Saved data entries
[Start of Attachment]

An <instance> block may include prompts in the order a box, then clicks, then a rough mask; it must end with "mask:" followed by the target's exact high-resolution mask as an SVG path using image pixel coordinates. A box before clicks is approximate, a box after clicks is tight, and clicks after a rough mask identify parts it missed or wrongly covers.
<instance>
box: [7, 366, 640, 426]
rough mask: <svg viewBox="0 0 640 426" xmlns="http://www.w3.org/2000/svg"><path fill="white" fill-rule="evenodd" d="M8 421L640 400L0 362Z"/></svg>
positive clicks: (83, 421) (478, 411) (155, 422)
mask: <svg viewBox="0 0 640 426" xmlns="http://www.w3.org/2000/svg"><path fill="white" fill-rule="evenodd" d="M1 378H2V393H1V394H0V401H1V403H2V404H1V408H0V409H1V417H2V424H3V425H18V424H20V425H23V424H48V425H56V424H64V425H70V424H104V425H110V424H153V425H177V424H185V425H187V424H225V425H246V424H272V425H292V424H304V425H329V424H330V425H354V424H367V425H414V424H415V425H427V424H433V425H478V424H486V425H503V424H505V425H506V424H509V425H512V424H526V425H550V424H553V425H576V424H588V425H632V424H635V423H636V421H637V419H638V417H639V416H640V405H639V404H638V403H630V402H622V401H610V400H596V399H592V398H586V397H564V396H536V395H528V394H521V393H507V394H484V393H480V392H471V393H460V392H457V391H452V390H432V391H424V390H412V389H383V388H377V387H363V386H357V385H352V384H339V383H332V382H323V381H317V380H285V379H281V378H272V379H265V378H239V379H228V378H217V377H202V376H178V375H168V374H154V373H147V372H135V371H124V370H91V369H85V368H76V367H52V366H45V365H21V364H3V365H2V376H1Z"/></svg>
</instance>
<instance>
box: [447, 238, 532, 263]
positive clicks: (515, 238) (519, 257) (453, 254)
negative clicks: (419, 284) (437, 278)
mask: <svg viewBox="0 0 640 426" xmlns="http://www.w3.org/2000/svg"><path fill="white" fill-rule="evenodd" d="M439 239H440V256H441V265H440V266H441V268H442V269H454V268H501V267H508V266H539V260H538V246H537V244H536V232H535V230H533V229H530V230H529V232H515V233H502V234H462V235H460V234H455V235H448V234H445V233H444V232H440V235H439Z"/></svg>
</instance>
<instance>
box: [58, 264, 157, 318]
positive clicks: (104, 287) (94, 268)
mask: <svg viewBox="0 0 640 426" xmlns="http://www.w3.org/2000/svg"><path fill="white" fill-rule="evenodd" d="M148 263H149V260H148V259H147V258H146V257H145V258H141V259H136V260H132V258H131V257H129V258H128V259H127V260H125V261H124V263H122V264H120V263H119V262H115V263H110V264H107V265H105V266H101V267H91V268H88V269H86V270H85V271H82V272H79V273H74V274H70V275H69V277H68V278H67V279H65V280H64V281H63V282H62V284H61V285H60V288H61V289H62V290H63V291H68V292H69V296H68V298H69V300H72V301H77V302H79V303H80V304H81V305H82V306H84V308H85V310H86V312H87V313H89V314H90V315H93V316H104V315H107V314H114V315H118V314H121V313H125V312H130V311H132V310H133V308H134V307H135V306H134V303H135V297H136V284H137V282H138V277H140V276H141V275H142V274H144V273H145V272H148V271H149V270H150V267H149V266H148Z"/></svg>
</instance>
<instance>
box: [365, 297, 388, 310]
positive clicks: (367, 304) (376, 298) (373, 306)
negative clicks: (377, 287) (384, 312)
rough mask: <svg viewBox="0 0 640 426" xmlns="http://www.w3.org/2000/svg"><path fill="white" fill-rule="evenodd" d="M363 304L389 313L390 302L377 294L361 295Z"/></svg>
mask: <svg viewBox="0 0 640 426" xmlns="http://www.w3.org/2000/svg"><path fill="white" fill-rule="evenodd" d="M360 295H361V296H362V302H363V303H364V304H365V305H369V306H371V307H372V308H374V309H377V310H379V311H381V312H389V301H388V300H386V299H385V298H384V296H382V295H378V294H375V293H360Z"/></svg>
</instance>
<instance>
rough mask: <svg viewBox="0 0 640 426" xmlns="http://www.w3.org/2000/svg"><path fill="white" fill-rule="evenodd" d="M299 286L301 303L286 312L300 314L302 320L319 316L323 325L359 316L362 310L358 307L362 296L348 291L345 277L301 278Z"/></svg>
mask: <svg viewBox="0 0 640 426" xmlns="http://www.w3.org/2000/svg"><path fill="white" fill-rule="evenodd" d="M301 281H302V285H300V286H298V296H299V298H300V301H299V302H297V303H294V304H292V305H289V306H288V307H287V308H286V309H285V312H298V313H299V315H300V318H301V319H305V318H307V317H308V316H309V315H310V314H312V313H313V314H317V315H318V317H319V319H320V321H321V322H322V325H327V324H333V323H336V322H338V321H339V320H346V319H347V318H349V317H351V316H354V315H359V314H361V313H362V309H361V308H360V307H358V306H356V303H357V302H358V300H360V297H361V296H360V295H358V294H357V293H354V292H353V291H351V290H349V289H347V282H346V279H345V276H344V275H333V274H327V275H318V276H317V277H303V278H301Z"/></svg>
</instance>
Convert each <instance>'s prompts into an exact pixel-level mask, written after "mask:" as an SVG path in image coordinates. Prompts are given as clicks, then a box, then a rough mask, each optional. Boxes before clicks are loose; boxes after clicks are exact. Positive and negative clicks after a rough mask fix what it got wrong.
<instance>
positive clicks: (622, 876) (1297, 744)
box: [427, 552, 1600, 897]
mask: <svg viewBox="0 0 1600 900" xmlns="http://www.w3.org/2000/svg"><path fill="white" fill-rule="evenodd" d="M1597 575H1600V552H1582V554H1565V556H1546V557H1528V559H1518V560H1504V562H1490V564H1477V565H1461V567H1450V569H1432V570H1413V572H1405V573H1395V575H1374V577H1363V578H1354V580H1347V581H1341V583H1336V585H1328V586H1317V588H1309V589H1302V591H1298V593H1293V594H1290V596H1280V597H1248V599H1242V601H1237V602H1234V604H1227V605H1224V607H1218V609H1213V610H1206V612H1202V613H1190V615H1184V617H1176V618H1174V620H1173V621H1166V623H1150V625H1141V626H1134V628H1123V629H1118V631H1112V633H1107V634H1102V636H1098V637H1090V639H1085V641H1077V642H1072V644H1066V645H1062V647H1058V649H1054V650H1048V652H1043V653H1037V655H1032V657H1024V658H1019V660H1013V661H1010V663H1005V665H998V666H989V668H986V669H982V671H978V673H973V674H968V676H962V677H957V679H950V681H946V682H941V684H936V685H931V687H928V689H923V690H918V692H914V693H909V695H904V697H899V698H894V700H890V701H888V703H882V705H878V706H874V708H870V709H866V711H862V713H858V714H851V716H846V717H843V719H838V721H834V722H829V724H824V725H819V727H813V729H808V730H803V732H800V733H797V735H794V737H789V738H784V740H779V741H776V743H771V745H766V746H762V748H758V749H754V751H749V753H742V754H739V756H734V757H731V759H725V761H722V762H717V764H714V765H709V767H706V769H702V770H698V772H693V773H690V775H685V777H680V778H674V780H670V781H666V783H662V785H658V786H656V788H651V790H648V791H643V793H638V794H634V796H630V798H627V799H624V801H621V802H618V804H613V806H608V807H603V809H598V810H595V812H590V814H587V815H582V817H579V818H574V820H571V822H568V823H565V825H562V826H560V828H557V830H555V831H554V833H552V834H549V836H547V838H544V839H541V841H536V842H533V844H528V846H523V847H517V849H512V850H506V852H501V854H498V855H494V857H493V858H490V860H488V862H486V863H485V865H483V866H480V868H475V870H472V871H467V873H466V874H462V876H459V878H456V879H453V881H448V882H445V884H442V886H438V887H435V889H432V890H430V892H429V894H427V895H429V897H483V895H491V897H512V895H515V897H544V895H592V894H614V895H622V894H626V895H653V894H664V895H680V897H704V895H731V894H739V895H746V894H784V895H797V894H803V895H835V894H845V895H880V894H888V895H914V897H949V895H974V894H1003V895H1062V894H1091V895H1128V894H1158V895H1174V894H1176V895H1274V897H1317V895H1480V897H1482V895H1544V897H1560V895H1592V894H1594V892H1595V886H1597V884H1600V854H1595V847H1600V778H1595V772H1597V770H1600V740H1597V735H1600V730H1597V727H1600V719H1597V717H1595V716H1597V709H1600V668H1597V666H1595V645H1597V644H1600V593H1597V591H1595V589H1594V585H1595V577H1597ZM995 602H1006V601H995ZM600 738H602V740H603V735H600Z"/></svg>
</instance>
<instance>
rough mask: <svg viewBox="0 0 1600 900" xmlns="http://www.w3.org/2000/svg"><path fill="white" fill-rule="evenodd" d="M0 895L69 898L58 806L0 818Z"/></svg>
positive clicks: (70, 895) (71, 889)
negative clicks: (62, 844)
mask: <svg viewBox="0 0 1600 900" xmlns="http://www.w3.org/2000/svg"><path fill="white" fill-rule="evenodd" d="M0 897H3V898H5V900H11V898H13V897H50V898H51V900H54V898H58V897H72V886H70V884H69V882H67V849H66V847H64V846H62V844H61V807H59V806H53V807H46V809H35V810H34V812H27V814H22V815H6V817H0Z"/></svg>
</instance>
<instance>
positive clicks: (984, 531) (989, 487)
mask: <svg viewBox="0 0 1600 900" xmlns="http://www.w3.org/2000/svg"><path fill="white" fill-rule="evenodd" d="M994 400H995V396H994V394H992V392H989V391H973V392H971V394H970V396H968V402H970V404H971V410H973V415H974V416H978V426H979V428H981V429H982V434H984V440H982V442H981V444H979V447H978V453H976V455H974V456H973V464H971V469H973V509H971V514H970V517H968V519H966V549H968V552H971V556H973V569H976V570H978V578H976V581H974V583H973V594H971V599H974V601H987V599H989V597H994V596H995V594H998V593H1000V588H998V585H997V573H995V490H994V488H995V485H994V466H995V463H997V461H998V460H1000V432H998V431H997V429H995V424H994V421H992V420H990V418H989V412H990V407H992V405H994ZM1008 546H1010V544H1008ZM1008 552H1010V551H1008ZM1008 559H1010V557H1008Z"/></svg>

[End of Attachment]

Copy from the entries only those lines that hold the word "image".

Solution to this task:
An <instance> block may include prompts in the order a box, then clicks, then a rough mask; it must end with "mask:" followed by the target's exact high-resolution mask as an SVG path using image pixel coordinates. A box before clicks is approximate, a box after clicks is tight, and clicks after a rough mask identify parts it missed or wrongly covers.
Convert each <instance>'s prompts into an exact pixel-level mask, written after "mask:" as an SVG path in image coordinates. Prompts are given as clicks, then a box, then a rough mask, each optional. Boxes before clicks are loose; boxes after clicks are exact. Positive and negative clicks after a rough mask fix what it got wrong.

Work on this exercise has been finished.